* _WHAT YOU NEED TO DO_: Extract every line from the one containing "Please outline every instance of the dry" through the end of the entries and reproduce them without changes. Leave the pictures out of your answer.

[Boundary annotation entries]
Begin
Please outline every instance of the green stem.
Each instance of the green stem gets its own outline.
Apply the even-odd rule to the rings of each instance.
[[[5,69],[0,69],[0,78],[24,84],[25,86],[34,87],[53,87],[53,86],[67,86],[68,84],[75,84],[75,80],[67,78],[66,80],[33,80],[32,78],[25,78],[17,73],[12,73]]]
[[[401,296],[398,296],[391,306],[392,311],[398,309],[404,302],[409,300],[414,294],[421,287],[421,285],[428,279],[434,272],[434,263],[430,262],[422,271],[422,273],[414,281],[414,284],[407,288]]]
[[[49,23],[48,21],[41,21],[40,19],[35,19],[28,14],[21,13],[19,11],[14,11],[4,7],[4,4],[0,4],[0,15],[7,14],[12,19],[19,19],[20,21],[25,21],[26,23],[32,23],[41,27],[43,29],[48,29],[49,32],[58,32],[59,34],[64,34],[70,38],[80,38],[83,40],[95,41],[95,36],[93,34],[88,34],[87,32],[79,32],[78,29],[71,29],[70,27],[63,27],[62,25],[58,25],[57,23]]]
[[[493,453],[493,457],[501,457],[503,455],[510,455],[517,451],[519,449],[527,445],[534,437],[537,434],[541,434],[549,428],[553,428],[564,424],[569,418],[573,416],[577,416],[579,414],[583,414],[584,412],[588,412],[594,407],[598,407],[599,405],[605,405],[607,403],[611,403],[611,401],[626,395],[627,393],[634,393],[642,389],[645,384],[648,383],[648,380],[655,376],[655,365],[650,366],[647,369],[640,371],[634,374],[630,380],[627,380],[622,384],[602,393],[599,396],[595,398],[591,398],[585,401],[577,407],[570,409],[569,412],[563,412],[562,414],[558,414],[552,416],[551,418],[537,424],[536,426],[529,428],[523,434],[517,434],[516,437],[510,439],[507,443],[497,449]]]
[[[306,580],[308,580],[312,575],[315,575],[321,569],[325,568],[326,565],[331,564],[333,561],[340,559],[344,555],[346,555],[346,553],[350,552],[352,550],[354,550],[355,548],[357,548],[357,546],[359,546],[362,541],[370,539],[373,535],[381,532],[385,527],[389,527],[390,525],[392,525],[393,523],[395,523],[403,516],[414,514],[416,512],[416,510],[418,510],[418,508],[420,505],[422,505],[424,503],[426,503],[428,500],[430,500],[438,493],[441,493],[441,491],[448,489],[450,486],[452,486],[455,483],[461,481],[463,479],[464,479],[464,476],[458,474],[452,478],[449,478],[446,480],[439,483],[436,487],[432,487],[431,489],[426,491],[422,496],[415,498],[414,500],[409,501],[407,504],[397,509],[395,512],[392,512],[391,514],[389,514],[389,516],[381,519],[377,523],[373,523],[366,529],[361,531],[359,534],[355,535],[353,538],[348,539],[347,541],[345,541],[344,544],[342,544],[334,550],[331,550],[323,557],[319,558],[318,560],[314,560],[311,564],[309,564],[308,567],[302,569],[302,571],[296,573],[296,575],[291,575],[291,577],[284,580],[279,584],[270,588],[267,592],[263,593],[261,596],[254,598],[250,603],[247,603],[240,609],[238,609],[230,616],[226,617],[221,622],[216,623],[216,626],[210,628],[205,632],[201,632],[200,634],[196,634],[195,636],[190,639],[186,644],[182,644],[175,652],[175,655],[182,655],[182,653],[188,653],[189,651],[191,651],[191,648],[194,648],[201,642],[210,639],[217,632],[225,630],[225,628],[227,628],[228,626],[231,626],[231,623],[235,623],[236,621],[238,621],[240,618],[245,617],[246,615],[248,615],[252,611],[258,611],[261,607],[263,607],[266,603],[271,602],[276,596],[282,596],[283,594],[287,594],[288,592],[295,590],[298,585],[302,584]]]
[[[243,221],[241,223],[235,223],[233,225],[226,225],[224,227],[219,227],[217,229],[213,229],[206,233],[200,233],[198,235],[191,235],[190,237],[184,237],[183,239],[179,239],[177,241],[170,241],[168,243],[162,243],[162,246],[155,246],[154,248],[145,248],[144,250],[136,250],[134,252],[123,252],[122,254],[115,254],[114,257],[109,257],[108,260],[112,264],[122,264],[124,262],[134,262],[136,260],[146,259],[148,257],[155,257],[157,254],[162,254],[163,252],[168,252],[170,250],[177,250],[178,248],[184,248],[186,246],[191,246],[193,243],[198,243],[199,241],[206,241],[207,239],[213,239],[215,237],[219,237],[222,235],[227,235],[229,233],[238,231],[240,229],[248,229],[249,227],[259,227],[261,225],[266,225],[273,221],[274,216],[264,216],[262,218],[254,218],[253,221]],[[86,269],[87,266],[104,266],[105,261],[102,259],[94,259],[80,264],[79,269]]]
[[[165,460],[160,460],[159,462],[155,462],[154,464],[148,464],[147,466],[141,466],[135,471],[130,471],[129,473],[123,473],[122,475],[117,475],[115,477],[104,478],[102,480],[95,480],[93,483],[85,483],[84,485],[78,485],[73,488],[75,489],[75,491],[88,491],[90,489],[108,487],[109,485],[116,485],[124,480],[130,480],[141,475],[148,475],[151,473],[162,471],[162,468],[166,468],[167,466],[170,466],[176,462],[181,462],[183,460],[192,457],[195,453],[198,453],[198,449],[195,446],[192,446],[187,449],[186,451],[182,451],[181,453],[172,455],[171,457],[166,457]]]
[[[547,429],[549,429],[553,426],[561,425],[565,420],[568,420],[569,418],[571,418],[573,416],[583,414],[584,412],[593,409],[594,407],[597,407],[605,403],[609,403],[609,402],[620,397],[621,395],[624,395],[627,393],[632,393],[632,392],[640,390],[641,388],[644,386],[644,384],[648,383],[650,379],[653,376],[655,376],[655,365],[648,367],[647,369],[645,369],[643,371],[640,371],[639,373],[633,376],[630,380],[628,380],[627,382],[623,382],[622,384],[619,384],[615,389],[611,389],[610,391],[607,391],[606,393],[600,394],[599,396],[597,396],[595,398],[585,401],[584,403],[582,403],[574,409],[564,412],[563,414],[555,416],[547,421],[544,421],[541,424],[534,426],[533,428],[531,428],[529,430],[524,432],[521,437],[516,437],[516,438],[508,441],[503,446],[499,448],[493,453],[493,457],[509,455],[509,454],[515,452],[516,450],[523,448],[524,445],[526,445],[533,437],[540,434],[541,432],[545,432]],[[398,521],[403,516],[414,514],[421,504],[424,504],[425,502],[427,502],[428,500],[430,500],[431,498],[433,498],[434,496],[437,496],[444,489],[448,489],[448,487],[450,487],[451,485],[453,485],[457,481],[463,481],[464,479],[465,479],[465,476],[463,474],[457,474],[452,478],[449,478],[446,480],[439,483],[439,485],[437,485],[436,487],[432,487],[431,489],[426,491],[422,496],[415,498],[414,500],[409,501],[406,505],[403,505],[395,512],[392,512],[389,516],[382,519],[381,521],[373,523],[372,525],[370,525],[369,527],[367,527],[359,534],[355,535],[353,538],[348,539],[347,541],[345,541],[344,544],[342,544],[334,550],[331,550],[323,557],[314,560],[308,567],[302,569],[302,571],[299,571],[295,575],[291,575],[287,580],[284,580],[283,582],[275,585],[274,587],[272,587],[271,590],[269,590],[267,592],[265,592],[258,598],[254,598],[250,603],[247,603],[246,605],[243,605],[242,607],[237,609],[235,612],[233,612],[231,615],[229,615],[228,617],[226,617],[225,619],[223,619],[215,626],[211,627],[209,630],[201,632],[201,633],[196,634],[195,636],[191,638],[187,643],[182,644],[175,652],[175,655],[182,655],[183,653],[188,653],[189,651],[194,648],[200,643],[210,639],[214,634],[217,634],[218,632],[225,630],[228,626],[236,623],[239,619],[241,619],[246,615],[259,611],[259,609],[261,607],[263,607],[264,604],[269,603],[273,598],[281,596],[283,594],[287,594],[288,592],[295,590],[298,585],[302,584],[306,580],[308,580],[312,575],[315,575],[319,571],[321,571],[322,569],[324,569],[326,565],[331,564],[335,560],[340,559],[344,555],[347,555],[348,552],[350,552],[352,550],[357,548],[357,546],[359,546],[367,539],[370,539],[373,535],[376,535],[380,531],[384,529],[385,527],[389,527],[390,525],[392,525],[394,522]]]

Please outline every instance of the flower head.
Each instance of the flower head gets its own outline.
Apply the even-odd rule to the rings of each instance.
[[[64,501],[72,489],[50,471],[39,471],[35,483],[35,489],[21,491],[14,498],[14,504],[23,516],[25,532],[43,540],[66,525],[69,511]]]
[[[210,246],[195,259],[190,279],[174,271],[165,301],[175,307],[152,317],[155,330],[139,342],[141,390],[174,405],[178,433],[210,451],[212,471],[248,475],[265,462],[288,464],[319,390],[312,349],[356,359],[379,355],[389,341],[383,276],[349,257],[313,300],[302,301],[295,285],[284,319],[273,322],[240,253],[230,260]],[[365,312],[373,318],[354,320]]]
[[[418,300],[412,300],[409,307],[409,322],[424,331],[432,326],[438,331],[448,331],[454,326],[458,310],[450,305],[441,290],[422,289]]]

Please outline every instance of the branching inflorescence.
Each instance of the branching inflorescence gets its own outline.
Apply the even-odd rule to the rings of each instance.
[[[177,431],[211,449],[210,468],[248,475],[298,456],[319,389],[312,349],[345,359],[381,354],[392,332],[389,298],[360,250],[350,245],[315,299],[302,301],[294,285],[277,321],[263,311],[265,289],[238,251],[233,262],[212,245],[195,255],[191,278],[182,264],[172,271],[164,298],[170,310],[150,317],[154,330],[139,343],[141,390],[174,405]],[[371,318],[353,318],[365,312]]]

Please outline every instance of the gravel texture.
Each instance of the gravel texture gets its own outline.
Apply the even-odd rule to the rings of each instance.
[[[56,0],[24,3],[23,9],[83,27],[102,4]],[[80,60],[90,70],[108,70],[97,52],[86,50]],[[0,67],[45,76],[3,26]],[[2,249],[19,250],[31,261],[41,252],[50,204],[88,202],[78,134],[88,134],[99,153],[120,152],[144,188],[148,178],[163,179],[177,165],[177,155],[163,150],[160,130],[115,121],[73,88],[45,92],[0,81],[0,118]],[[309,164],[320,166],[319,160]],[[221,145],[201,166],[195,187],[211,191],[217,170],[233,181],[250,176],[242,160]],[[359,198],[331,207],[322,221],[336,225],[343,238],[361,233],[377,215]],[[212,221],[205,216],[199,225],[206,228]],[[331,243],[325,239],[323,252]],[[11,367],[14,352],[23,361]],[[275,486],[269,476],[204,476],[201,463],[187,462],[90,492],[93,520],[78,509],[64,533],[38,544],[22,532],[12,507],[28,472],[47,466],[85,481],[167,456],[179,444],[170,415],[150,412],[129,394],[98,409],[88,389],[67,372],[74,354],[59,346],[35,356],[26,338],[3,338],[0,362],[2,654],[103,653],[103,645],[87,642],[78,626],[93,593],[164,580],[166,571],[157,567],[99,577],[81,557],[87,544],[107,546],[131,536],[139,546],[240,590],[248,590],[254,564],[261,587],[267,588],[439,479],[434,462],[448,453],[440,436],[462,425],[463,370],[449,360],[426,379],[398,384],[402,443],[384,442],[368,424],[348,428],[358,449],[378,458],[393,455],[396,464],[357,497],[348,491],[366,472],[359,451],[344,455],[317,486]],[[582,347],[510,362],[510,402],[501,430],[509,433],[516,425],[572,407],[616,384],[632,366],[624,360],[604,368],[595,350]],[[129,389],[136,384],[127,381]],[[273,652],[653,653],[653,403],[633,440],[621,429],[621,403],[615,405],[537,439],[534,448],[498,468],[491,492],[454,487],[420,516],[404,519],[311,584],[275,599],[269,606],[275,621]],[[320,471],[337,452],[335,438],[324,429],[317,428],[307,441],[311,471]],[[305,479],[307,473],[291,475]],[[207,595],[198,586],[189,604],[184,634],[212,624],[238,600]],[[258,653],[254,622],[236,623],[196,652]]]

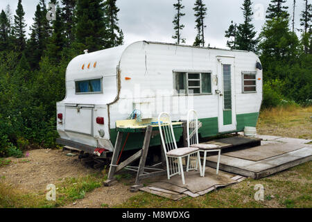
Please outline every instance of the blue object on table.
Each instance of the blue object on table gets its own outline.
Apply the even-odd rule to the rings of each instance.
[[[137,122],[141,122],[142,121],[141,111],[139,110],[134,110],[128,119],[137,119]]]

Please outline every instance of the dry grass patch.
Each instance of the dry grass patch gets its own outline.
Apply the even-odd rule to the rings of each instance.
[[[277,107],[262,110],[257,124],[261,135],[312,139],[312,107]]]

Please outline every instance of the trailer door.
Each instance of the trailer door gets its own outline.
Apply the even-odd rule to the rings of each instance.
[[[94,106],[65,106],[65,131],[93,136]]]
[[[219,133],[236,130],[235,110],[235,58],[217,56]]]

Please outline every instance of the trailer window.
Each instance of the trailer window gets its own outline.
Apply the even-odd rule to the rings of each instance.
[[[211,94],[211,73],[176,72],[175,90],[177,94]]]
[[[100,93],[102,92],[102,79],[90,79],[75,82],[76,93]]]
[[[244,72],[243,76],[243,92],[257,92],[256,90],[256,74],[253,72]]]

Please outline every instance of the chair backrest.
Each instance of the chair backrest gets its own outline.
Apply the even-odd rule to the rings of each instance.
[[[190,110],[187,112],[187,145],[198,144],[198,116],[196,111]]]
[[[162,112],[158,115],[158,127],[165,153],[177,148],[171,117],[167,112]]]

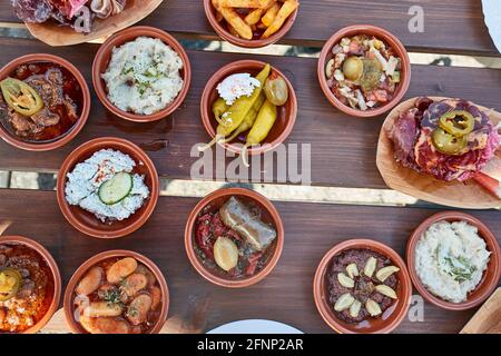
End
* _RESULT FOR THIS EXERCISE_:
Please outline every instance of the dry grass patch.
Each instance of the dry grass patch gets its own outline.
Apply the even-odd rule to the rings of each instance.
[[[277,107],[262,110],[257,124],[261,135],[312,139],[312,107]]]

Please outline every instance of the trailer door.
Each instance of the trailer door gets its own outline.
Apply the even-odd rule to the rings of each instance.
[[[94,106],[65,106],[65,131],[93,136]]]
[[[219,133],[236,130],[235,110],[235,58],[217,56]]]

Please outline every instance of the trailer window.
Each instance of the trailer window gets its own outline.
Apply the even-odd rule to the rings of each instance.
[[[211,94],[211,73],[176,72],[175,90],[177,94]]]
[[[100,93],[102,92],[102,79],[90,79],[75,82],[76,93]]]
[[[244,72],[243,76],[243,92],[257,92],[256,90],[256,74],[253,72]]]

Please outline every instance of the chair backrest.
Each instance of the chair backrest gets its own outline.
Apply the even-odd rule to the rings of each instance.
[[[190,110],[187,112],[187,145],[198,144],[198,116],[196,111]]]
[[[162,112],[158,115],[158,127],[165,153],[177,148],[171,117],[167,112]]]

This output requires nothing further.